Monday, July 27, 2020

How John Dean "Nixoned" Nixon


How John Dean “Nixoned” Nixon
Peter Schultz

            I am reading a very interesting book entitled Haig’s Coup: How Richard Nixon’s Closest Aide Forced Him From Office, by Ray Locker. It is an account, drawn from the Nixon tapes, from memoirs, and from interviews of how Alexander Haig, who had become Nixon’s chief of staff after the resignation of H.R. Haldeman, manipulated Nixon and events to get Nixon to resign the presidency. And it seems to me that Locker makes his case, that indeed Haig, in large part to protect himself and some others, did successfully drive Richard Nixon from office.

            I wish to focus on just one part of the book, that dealing with John Dean’s testimony to the Watergate Committee and Nixon’s response thereto. It is fair to say that Dean did to Nixon what Nixon had done to Alger Hiss, when Nixon managed to discredit Hiss and eventually get him convicted of perjury when Nixon was a representative and a member of the House Committee on Un-American Activities in 1948.

WORK REQUEST 1:
In the post on John Dean and Nixon, whose resignation preceded Alexander Haig becoming Nixon's chief of staff?
WORK REQUEST 2:
Reproduce the passage of the post on John Dean and Nixon from "Monday, July 27, 2020" up to and including "Nixon from office.".

RECORDS SHOWN:
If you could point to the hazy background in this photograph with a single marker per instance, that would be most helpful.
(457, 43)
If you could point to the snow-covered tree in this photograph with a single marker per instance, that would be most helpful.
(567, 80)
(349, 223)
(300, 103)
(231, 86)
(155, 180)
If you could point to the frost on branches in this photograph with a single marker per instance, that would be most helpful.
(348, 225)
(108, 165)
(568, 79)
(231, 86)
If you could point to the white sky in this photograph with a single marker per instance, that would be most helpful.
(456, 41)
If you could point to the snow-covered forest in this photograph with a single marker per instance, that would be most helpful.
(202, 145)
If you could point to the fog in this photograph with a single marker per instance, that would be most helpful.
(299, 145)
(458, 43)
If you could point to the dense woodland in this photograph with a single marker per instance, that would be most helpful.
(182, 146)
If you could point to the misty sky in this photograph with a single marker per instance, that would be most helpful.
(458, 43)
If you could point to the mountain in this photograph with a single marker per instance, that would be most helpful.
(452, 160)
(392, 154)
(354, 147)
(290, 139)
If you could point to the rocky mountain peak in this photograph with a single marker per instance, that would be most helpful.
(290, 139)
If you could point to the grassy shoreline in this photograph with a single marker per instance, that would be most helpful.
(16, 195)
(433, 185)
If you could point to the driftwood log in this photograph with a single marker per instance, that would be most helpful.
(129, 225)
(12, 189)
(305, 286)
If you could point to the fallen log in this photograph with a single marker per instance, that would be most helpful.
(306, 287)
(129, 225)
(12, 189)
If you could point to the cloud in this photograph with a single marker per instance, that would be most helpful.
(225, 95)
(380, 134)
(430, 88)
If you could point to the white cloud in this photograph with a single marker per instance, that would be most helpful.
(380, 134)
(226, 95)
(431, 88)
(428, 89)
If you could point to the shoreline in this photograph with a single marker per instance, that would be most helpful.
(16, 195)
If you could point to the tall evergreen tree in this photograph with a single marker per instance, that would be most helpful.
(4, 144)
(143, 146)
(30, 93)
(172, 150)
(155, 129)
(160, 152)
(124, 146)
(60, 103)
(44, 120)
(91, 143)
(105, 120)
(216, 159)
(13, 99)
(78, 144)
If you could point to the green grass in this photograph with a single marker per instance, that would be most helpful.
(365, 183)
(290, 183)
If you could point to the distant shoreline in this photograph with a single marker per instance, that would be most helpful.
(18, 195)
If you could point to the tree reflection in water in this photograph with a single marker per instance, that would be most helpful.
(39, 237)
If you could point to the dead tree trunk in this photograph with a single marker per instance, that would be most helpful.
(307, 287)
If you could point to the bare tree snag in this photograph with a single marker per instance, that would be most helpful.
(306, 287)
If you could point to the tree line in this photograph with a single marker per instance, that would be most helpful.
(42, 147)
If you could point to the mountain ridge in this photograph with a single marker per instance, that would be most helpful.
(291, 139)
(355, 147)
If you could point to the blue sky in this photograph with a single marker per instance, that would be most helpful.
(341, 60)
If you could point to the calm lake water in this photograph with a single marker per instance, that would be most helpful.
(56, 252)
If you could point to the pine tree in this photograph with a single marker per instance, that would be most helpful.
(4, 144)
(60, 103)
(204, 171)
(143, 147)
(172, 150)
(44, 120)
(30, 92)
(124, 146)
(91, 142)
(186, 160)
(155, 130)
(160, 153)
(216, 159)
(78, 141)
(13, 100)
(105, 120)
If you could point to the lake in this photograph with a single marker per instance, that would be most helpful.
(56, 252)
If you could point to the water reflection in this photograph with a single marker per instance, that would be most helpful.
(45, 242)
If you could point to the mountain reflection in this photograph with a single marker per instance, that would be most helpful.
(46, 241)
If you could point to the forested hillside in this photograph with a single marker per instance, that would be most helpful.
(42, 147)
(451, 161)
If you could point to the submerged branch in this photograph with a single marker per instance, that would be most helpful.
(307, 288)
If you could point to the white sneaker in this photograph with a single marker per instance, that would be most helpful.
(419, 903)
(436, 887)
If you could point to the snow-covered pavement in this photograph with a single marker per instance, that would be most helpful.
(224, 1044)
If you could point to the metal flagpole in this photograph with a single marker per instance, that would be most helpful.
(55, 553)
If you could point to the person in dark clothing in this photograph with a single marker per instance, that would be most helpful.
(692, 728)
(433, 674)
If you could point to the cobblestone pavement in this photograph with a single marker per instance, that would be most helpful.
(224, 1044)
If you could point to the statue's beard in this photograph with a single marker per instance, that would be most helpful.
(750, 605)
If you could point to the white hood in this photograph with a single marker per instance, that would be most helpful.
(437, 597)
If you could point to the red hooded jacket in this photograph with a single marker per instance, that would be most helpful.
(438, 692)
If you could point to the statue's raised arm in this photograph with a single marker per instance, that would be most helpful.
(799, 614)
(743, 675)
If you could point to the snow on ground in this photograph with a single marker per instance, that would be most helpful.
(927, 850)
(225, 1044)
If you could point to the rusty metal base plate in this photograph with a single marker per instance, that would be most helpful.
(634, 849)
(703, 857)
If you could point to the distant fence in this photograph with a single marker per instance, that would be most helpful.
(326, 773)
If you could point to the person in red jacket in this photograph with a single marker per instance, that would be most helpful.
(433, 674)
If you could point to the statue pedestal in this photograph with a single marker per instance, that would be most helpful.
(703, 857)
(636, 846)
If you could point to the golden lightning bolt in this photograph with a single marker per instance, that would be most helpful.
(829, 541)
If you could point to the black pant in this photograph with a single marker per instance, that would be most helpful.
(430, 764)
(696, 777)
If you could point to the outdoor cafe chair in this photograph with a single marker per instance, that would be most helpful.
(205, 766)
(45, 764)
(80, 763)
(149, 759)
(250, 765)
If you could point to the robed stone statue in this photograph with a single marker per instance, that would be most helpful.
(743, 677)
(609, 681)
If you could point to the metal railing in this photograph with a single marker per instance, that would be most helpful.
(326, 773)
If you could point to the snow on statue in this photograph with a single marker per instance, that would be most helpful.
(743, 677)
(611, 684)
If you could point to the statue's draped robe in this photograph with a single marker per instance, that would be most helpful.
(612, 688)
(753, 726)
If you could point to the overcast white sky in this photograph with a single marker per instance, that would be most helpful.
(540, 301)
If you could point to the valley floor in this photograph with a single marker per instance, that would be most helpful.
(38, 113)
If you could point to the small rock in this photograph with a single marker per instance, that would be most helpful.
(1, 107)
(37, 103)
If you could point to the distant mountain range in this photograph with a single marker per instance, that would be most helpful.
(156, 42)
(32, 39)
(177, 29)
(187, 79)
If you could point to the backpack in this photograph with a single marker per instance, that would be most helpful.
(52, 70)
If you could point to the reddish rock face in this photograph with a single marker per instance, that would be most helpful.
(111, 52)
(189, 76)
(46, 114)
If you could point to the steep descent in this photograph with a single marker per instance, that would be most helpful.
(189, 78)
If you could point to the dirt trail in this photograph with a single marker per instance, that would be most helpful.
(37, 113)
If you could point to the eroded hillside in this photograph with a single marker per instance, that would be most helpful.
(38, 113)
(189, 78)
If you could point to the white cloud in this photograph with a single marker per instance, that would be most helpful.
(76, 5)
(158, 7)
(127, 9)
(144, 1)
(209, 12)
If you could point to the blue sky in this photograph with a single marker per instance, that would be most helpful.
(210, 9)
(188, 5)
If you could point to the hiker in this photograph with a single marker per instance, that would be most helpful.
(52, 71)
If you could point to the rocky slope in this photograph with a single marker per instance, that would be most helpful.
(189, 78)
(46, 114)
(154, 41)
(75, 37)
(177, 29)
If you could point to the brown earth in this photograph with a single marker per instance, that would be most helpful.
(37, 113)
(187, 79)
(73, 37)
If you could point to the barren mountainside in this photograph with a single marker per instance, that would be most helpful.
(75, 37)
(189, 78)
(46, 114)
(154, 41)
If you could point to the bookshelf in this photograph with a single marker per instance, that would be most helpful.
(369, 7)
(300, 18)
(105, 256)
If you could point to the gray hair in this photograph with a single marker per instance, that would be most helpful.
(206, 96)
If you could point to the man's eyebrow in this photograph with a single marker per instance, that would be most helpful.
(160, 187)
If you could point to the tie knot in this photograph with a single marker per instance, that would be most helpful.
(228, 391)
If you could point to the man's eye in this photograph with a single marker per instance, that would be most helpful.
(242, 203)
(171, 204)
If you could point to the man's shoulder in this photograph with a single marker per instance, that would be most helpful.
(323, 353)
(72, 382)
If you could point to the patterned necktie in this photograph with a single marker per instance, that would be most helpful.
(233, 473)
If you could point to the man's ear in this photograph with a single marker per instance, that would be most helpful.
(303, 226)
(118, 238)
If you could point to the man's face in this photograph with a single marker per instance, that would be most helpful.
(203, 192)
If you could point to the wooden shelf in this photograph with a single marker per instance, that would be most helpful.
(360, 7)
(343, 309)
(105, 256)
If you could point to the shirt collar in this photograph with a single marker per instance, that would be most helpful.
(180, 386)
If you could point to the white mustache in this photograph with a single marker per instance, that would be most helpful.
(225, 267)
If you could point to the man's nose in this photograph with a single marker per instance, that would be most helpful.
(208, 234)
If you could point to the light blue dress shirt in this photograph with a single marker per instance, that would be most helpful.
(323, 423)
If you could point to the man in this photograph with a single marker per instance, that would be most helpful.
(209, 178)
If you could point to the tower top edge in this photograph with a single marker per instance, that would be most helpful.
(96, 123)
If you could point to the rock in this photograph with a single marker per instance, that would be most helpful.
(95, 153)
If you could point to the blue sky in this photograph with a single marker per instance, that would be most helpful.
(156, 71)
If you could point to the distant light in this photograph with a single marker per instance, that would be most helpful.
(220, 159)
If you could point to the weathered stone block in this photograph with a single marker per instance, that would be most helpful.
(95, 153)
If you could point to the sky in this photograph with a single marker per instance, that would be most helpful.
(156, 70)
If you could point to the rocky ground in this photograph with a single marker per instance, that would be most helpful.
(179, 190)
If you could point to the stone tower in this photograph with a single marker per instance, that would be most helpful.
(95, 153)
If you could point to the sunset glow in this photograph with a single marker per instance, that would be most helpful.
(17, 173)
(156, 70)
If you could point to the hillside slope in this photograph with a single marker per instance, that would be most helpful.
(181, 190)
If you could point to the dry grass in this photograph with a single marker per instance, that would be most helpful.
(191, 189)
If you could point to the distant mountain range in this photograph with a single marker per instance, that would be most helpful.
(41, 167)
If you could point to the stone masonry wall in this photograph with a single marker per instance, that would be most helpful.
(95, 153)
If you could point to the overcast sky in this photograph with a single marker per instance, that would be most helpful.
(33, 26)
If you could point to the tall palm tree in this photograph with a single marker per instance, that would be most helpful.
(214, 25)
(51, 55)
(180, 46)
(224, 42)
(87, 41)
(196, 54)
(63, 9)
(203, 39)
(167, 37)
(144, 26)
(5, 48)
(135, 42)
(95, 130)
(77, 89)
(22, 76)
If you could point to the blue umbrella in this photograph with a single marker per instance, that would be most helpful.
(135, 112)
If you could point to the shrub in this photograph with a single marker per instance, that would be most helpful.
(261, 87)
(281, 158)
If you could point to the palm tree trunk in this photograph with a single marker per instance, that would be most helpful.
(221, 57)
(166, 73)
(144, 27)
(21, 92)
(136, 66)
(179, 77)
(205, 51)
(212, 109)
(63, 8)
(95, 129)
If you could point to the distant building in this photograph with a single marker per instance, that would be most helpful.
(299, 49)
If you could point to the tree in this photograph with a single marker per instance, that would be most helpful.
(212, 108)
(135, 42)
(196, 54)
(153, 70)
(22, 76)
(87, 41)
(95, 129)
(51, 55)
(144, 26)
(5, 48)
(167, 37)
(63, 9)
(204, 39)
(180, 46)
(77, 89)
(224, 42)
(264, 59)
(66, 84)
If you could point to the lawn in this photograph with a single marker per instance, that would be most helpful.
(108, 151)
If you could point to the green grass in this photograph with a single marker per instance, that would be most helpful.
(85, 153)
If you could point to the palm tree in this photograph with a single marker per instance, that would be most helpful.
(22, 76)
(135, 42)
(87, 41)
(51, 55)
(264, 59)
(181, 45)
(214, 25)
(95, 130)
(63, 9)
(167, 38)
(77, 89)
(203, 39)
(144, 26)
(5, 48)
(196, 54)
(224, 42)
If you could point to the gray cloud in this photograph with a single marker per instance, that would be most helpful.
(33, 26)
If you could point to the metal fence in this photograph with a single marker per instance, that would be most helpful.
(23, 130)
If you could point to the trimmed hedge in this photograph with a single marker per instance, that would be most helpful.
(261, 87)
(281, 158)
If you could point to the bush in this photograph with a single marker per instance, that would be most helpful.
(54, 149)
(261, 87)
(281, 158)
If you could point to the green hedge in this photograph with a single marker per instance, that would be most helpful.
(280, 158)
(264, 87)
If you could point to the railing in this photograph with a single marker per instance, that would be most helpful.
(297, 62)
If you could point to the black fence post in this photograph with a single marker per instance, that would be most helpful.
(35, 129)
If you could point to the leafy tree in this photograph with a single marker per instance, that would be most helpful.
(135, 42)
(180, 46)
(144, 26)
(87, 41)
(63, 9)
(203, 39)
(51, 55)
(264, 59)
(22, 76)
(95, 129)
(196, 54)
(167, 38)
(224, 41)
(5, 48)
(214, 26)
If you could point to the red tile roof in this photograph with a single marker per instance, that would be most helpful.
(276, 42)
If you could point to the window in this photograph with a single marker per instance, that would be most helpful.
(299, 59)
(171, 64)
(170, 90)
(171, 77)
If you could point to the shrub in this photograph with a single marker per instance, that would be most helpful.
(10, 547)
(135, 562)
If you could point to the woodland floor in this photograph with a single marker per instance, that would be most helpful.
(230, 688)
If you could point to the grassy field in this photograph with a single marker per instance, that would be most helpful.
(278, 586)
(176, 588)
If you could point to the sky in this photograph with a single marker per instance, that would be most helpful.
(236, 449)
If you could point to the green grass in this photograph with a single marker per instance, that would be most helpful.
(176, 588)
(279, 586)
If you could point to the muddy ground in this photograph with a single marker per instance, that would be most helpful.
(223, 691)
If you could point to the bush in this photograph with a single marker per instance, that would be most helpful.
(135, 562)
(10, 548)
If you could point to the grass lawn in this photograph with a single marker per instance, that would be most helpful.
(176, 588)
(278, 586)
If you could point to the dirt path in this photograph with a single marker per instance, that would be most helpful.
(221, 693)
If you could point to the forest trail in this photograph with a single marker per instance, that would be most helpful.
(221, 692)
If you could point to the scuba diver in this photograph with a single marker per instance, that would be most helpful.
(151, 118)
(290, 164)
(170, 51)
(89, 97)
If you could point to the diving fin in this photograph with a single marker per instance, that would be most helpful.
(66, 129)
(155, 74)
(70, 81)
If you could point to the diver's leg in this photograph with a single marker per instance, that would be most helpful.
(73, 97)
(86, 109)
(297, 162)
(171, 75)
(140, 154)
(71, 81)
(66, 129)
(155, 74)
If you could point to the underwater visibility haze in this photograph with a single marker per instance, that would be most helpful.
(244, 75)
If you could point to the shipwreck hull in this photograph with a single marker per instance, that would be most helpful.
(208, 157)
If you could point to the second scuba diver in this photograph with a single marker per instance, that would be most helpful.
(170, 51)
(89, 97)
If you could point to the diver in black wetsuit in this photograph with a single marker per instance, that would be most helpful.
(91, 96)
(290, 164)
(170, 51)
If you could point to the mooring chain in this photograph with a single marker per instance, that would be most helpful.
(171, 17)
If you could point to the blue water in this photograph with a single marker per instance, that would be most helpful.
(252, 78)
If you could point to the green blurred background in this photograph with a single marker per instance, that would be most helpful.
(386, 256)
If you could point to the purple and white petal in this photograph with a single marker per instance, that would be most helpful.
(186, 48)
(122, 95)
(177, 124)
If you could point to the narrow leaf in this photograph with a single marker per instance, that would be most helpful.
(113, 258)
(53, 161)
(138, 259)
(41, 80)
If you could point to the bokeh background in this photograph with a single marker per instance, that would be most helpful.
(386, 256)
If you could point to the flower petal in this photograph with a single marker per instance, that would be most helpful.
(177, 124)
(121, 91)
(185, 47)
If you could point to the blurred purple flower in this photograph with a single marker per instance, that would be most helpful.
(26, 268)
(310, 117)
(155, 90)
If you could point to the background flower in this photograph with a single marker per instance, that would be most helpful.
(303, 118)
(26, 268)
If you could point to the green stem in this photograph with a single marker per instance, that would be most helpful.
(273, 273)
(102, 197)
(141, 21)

WRITTEN REPLY 1:
H.R. Haldeman's

WRITTEN REPLY 2:
Monday, July 27, 2020

How John Dean "Nixoned" Nixon


How John Dean “Nixoned” Nixon
Peter Schultz

            I am reading a very interesting book entitled Haig’s Coup: How Richard Nixon’s Closest Aide Forced Him From Office, by Ray Locker. It is an account, drawn from the Nixon tapes, from memoirs, and from interviews of how Alexander Haig, who had become Nixon’s chief of staff after the resignation of H.R. Haldeman, manipulated Nixon and events to get Nixon to resign the presidency. And it seems to me that Locker makes his case, that indeed Haig, in large part to protect himself and some others, did successfully drive Richard Nixon from office.